### REQUIREMENT 1
Write out the FMLA clarification again, everything from "1.3 The definition" down to "of legal adoption.", swapping each "Congress" for "Lawmakers".
### REQUIREMENT 2
According to the FMLA clarification, how many workweeks of job-protected leave may an eligible employee take?

### EXCERPT TO READ
= = = = =

Free Preview: “In Loco Parentis” Clarified! Below is an explanation and clarification of this change to the FMLA. This change applies to an employee standing “in loco parentis” to a child.
1. The Administrator determined: additional clarification is needed on the definition of “son or daughter” as it applies to an employee taking FMLA-protected leave for the birth or placement of a child, to care for a newborn or newly placed child, or to care for a child with a serious health condition.
1.1 Background: FMLA entitles eligible employee to take up to 12 workweeks of job-protected leave,“[b]ecause of the birth of a son or daughter of the employee and in order to care for such son or daughter,” “[b]ecause of the placement of a son or daughter with the employee for adoption or foster care,” and to care for a son or daughter. FMLA defines “son or daughter” as a “biological, adopted, or foster child, a stepchild, a legal ward, or a child of a person standing in loco parentis, who is (A) under 18 years of age; or (B) 18 years of age or older and incapable of self-care because of a mental or physical disability.”
1.2 DOL has received requests for additional guidance.
1.3 The definition of “son or daughter” under FMLA includes not only a biological or adopted child, but also a “foster child, a stepchild, a legal ward, or a child of a person standing in loco parentis.”
1.4 Congress intended the definition of “son or daughter” to reflect “the reality that many children today do not live in ‘nuclear’ families with biological father and mother. Congress stated the definition was intended to be construed to ensure that an employee who actually has day-to-day responsibility for caring for a child is entitled to leave even if the employee does not have a biological or legal relationship to that child.”
1.5 “In loco parentis” is commonly understood to refer to “a person who put him/herself in the situation of a lawful parent by assuming the obligations incident to the parental relation without the formalities of legal adoption.
1.6 Whether an employee stands “in loco parentis” to a child is a fact dependent issue. Courts have enumerated factors to consider in determining in loco parentis status. Factors include age of the child; degree to which child is dependent on person claiming to be standing in loco parentis; amount of support provided; and extent to which duties commonly associated with parenthood are exercised.

= = = = =

### PROVIDED DATA
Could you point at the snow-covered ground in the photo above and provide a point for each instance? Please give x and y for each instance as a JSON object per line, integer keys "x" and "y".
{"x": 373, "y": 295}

= = = = =

### YOUR SOLUTION 1
1.3 The definition of “son or daughter” under FMLA includes not only a biological or adopted child, but also a “foster child, a stepchild, a legal ward, or a child of a person standing in loco parentis.”
1.4 Lawmakers intended the definition of “son or daughter” to reflect “the reality that many children today do not live in ‘nuclear’ families with biological father and mother. Lawmakers stated the definition was intended to be construed to ensure that an employee who actually has day-to-day responsibility for caring for a child is entitled to leave even if the employee does not have a biological or legal relationship to that child.”
1.5 “In loco parentis” is commonly understood to refer to “a person who put him/herself in the situation of a lawful parent by assuming the obligations incident to the parental relation without the formalities of legal adoption.

### YOUR SOLUTION 2
Up to 12 workweeks.